TASK REQUIREMENTS: Pick out every line in the material below that contains the word "fallen", and copy each of those lines.

============================================================

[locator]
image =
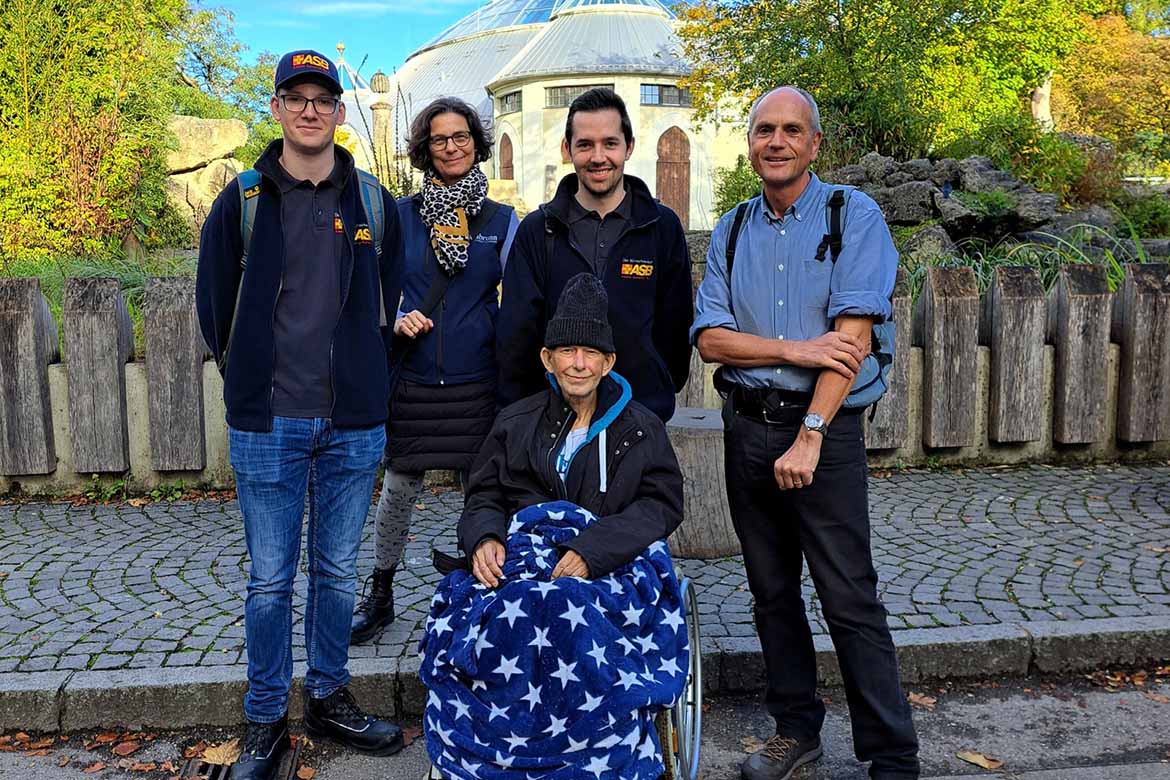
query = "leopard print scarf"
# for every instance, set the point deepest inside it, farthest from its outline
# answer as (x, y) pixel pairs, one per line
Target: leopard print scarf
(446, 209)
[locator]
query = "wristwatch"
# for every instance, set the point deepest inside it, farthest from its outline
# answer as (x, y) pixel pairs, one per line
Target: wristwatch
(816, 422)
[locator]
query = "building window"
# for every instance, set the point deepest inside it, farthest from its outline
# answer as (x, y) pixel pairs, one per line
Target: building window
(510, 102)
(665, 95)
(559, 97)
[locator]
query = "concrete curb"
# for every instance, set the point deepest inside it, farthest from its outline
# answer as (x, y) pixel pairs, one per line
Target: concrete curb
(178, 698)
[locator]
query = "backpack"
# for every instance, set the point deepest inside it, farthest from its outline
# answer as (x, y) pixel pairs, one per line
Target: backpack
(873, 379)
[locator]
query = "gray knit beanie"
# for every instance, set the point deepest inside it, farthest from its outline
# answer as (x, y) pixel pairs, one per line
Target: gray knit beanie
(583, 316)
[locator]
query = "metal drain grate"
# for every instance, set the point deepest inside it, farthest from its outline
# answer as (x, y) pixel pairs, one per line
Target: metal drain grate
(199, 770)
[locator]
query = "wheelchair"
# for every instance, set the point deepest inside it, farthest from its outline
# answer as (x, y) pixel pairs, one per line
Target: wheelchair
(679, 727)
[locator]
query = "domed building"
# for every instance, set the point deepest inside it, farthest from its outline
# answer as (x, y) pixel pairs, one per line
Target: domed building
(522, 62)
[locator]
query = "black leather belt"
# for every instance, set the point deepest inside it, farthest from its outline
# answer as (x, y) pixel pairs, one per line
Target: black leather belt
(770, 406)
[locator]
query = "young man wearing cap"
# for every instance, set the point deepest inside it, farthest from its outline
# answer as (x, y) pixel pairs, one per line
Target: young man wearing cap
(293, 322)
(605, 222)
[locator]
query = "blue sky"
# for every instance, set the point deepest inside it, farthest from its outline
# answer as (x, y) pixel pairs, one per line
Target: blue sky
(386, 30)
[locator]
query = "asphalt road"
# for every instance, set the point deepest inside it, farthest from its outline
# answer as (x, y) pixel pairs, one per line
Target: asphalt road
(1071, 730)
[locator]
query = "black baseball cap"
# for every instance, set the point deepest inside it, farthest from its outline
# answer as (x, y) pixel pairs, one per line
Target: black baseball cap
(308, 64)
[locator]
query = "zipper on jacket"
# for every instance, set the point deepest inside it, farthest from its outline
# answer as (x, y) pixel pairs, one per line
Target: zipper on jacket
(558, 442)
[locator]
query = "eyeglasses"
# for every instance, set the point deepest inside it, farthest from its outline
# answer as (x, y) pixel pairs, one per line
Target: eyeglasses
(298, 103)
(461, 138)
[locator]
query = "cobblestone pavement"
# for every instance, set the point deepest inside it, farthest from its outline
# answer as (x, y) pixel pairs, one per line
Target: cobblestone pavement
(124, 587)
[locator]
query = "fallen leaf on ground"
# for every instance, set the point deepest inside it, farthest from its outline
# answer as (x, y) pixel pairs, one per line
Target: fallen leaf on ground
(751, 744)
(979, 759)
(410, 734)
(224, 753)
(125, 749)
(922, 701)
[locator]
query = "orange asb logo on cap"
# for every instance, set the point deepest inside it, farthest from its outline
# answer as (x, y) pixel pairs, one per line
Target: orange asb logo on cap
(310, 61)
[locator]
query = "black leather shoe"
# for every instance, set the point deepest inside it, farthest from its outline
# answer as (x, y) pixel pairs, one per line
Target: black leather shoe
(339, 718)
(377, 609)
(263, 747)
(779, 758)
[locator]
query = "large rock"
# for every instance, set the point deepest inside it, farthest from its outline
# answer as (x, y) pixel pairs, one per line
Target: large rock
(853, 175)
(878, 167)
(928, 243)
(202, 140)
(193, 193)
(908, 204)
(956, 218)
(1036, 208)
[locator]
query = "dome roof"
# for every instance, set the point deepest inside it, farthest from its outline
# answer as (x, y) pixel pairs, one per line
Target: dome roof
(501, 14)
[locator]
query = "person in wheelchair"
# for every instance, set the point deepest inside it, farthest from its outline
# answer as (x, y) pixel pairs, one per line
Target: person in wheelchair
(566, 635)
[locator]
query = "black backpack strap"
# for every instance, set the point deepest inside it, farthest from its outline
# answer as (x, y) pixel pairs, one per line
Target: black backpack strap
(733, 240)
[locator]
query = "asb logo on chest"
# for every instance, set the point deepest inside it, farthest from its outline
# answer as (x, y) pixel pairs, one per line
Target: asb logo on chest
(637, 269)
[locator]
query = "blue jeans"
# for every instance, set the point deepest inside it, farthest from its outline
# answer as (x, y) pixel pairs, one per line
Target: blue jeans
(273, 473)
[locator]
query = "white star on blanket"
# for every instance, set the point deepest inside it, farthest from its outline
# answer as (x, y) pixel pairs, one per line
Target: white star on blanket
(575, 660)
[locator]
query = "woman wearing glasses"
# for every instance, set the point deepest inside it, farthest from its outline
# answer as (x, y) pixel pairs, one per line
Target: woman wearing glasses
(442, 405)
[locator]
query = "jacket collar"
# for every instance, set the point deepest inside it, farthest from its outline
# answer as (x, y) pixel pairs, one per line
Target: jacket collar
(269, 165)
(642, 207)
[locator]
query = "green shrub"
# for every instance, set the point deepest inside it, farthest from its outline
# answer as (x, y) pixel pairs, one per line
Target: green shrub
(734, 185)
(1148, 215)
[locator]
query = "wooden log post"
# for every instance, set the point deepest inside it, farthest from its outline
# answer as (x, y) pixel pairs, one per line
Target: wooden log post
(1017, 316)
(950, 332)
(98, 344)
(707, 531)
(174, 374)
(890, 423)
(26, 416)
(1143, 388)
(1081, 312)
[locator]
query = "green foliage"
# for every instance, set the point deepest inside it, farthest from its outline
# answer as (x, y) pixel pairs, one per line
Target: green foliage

============================================================

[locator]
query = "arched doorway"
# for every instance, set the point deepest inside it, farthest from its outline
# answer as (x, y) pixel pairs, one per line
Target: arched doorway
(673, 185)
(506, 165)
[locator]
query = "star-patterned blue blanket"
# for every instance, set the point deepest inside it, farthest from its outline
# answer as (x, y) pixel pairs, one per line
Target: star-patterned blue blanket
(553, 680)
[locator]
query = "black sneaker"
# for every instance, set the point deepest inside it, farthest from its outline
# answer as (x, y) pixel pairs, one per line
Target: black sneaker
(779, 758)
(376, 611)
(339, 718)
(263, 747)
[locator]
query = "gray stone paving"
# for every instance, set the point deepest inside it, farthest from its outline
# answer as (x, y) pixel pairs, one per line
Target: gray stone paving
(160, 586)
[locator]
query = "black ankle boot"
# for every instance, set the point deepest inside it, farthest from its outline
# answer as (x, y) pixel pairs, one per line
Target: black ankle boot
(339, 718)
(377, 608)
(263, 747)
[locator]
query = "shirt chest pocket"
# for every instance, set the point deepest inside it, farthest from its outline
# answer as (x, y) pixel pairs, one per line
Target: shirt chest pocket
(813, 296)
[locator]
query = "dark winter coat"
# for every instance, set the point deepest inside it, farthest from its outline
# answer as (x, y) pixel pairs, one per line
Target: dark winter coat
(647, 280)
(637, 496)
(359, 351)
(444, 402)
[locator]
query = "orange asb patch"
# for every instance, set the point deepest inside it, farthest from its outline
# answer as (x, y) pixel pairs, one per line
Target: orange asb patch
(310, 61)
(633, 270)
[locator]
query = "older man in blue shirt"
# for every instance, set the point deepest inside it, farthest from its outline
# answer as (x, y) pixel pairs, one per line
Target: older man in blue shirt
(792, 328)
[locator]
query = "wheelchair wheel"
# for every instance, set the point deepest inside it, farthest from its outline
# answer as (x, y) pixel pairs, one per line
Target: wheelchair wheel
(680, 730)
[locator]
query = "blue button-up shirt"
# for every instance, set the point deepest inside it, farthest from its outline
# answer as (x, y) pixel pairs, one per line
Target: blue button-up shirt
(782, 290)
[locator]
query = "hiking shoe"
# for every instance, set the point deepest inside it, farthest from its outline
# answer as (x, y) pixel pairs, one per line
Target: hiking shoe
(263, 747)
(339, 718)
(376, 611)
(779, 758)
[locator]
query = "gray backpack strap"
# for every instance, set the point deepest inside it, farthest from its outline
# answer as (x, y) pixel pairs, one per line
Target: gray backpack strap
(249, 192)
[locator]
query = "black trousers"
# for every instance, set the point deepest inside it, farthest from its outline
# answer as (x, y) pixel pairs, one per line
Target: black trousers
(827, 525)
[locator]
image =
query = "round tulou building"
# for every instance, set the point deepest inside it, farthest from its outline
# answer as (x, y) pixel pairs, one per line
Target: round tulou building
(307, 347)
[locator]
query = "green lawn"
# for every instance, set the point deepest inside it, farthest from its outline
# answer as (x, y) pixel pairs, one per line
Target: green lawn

============================================================

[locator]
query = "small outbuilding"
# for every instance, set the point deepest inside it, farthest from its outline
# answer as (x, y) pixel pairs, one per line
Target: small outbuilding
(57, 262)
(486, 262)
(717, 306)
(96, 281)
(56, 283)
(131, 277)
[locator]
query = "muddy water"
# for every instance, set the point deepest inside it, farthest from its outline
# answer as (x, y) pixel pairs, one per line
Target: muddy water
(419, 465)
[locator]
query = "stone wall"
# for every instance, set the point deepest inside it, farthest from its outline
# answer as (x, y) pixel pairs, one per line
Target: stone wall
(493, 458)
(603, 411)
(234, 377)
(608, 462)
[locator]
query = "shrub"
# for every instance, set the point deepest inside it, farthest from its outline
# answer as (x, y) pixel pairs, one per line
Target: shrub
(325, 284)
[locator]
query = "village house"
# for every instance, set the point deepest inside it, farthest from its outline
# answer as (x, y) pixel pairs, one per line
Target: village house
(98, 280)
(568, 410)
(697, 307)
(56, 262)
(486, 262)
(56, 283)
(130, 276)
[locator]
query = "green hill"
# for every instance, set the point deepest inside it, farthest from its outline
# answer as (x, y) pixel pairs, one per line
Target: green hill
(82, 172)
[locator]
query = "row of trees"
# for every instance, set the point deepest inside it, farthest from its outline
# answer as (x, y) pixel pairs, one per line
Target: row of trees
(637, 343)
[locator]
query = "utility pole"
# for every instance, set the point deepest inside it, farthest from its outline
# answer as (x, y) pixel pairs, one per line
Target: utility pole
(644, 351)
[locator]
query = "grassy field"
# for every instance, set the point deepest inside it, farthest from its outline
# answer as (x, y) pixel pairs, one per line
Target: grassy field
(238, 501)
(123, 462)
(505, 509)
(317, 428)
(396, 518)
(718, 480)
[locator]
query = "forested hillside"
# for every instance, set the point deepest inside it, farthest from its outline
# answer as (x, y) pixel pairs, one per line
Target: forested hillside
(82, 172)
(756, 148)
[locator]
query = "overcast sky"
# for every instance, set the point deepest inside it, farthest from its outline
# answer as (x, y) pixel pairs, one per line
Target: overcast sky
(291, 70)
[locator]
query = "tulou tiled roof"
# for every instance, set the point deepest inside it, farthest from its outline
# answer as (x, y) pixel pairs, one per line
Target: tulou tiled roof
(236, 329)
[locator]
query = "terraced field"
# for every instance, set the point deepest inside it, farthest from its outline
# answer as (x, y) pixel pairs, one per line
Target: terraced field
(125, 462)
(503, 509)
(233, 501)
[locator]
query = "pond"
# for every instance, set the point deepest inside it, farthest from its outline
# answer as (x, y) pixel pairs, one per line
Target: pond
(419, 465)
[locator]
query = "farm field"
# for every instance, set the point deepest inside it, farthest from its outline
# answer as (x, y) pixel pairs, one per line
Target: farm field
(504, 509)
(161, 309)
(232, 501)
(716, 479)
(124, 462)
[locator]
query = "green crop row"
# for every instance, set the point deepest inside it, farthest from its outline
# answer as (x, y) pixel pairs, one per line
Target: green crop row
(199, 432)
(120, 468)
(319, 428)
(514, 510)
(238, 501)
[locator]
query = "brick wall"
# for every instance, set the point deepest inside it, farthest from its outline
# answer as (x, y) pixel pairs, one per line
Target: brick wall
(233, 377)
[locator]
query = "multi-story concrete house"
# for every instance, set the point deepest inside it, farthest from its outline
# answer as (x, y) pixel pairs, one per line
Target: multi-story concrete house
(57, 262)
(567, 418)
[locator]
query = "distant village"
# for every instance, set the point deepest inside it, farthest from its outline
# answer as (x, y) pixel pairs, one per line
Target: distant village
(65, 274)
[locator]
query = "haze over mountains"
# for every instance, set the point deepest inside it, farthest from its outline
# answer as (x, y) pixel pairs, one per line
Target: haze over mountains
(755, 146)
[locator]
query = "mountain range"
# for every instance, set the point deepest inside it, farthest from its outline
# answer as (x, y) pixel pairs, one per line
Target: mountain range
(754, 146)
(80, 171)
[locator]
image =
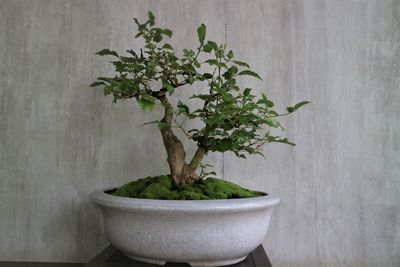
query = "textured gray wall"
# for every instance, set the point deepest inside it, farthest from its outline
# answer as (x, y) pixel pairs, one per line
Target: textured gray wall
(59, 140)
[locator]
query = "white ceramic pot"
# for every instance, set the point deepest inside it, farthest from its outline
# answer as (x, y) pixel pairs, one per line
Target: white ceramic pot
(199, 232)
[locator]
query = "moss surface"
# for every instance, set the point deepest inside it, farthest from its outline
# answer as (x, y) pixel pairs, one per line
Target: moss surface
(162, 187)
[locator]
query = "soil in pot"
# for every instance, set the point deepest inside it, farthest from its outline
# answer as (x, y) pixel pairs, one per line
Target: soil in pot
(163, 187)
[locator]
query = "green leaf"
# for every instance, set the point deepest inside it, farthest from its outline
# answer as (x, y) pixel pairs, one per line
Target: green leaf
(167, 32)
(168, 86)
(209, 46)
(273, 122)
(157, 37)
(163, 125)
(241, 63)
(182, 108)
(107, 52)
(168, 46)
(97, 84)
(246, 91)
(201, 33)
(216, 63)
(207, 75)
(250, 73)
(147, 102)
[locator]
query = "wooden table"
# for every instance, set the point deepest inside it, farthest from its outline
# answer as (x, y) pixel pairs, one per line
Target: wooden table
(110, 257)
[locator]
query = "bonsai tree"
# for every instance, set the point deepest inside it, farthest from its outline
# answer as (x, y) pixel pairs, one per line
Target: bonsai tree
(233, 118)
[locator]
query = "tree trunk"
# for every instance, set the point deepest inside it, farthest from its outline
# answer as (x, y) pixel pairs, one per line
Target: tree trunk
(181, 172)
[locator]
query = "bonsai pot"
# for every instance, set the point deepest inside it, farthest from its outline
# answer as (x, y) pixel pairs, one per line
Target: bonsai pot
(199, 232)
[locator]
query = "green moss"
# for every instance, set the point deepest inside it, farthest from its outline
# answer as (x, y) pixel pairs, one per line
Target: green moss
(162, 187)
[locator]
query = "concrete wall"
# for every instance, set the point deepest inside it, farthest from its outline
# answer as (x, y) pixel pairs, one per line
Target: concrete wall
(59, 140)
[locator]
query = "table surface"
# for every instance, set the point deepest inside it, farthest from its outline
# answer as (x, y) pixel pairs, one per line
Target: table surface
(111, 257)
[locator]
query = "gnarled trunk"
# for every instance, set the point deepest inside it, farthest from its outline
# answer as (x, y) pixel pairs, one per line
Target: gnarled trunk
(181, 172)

============================================================

RESULT FOR THIS TASK:
query = "fallen leaf on ground"
Target: fallen leaf on ground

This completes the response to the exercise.